▸ What you should do:
Which lines in the listing below contain the word "head"? Copy each one.

▸ Data listing:
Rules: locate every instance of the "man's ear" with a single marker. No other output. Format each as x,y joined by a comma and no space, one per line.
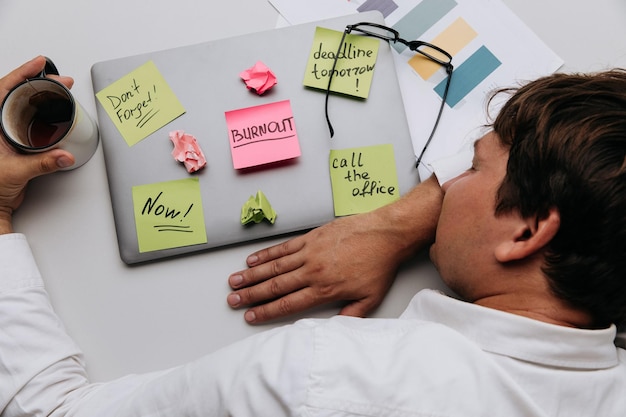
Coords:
530,237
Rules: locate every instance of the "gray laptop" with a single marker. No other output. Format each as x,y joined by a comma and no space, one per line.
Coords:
204,77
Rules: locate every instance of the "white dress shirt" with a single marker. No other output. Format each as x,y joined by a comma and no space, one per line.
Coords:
443,357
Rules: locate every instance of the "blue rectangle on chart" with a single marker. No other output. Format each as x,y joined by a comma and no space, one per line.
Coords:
468,75
421,18
386,7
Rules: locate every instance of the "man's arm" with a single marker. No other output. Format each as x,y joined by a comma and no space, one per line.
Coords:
353,259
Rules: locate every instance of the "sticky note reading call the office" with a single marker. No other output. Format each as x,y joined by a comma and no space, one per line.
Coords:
355,62
169,215
140,103
363,179
262,134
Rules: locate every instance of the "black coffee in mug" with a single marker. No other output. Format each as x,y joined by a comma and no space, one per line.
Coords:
52,118
40,113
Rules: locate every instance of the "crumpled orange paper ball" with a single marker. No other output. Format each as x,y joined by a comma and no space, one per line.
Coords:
187,150
259,78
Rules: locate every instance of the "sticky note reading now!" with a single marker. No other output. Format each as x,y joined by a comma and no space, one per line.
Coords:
169,215
363,179
262,134
140,103
355,62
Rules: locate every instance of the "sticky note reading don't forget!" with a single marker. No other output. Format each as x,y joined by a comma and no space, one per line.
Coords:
140,103
262,134
363,179
169,215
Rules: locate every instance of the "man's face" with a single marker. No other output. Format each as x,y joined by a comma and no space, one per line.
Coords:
468,229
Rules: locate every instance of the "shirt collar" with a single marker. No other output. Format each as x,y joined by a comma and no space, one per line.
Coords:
517,336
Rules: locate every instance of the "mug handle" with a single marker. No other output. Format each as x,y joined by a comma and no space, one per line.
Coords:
50,68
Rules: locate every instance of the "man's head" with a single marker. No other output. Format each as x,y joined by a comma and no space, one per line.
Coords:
566,136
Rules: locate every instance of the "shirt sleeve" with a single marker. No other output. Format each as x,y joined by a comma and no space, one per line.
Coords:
42,370
39,362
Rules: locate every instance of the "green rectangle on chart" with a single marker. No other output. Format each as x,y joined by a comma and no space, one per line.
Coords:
468,75
421,18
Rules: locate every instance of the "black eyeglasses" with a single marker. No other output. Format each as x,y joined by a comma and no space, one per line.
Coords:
429,51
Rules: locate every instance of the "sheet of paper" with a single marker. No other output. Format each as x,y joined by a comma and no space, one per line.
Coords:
491,48
363,179
169,215
355,64
140,103
262,134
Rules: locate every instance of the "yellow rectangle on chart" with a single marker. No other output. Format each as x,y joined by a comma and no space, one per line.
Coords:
454,38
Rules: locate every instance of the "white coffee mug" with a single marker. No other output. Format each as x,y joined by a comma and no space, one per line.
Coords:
40,114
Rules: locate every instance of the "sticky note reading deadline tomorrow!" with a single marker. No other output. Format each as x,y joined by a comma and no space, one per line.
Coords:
169,215
363,179
355,62
140,103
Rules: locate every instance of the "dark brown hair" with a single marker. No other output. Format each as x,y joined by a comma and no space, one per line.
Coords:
567,141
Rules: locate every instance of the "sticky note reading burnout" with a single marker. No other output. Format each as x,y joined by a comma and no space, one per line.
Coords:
363,179
262,134
169,215
140,103
355,62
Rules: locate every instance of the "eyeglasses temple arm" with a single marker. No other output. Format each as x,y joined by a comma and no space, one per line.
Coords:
330,79
449,69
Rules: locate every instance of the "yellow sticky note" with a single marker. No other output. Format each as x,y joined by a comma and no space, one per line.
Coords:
363,179
355,62
169,214
140,103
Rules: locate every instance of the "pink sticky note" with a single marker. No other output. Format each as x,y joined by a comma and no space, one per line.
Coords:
262,134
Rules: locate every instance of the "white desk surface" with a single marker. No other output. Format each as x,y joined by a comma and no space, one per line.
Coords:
139,319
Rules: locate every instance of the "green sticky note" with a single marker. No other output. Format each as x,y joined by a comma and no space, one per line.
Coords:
140,103
363,179
355,62
256,209
169,215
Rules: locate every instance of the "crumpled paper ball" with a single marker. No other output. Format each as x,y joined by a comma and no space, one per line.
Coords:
259,78
187,151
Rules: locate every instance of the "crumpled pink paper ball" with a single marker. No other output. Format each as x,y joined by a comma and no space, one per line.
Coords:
259,78
187,150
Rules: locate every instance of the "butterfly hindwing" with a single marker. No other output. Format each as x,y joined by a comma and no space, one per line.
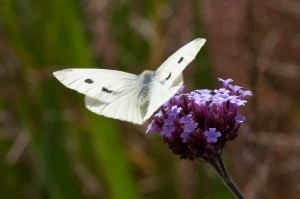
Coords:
160,94
103,85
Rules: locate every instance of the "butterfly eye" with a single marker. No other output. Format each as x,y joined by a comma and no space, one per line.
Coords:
89,81
180,60
168,76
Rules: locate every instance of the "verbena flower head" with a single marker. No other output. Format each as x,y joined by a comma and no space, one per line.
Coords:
197,125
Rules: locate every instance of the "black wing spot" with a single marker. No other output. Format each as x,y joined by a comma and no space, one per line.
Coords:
180,60
106,90
89,81
168,76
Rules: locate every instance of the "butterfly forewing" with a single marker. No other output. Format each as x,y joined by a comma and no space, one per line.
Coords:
129,97
177,62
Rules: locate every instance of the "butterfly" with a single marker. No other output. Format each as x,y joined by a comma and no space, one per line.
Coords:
128,97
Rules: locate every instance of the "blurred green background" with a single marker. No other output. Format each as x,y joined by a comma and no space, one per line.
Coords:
51,146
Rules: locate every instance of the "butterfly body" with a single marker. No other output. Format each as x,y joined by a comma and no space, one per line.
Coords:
126,96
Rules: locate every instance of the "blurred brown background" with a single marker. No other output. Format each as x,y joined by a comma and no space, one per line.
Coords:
52,147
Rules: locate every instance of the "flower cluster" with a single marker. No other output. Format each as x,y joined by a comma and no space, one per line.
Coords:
197,125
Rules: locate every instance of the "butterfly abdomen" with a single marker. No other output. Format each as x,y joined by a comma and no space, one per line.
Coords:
145,79
143,95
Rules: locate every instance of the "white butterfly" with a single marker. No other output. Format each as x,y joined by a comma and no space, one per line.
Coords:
129,97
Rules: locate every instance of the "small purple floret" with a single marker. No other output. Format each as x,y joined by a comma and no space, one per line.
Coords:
212,135
191,124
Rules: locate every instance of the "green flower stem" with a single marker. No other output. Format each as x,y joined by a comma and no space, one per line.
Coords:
219,166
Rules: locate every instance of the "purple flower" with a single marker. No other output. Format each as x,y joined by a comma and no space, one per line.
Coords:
189,125
225,82
192,123
245,93
234,88
167,130
212,135
240,118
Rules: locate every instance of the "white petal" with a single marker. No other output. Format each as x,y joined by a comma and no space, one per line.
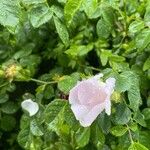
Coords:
79,111
108,106
30,106
110,84
88,119
73,95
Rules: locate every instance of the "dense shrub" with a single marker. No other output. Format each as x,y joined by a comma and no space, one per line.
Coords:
47,46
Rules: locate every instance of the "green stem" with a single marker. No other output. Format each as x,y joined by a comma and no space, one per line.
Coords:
125,10
4,85
42,82
130,135
89,67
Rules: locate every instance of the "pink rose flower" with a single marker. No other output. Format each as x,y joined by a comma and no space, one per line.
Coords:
90,97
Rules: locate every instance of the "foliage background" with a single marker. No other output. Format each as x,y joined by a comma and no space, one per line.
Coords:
46,46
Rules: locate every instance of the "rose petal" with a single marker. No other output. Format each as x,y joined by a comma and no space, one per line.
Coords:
79,111
87,93
110,84
73,95
96,80
88,119
30,106
108,106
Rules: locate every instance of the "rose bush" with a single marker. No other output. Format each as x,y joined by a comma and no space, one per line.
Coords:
90,97
51,52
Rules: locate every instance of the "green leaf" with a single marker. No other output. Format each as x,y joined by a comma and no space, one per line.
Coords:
3,98
147,15
134,93
9,107
7,123
97,136
146,113
142,39
24,138
67,83
139,118
70,9
137,146
122,114
79,50
146,65
103,29
123,81
54,117
70,118
136,26
82,137
144,137
104,55
58,11
35,128
104,122
108,14
90,7
53,109
118,130
48,92
9,13
40,14
62,31
31,2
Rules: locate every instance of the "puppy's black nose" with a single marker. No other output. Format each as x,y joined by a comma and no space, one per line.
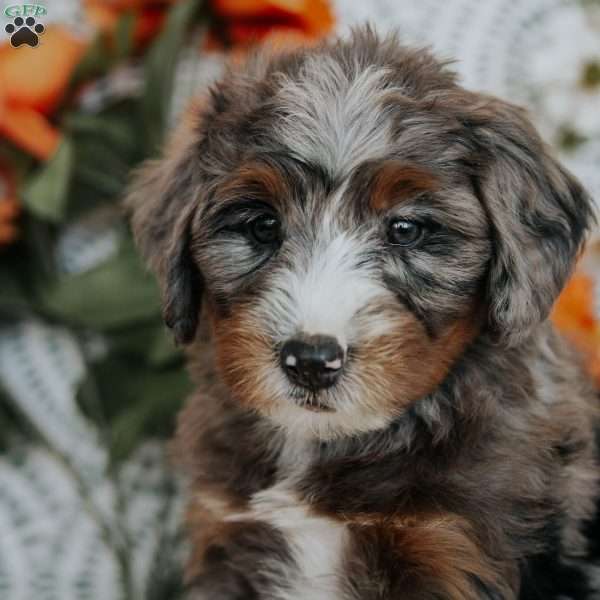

▸ Answer area:
Rules: locate every instance of the "man's head" with a single marker. No other output. Format each as x,y joined by a comma and no space, one per line.
Rules: locate every instance of the "verbena flower head" with a single marker. No other output. Format each as x,y joined by a comma and no space, one per line.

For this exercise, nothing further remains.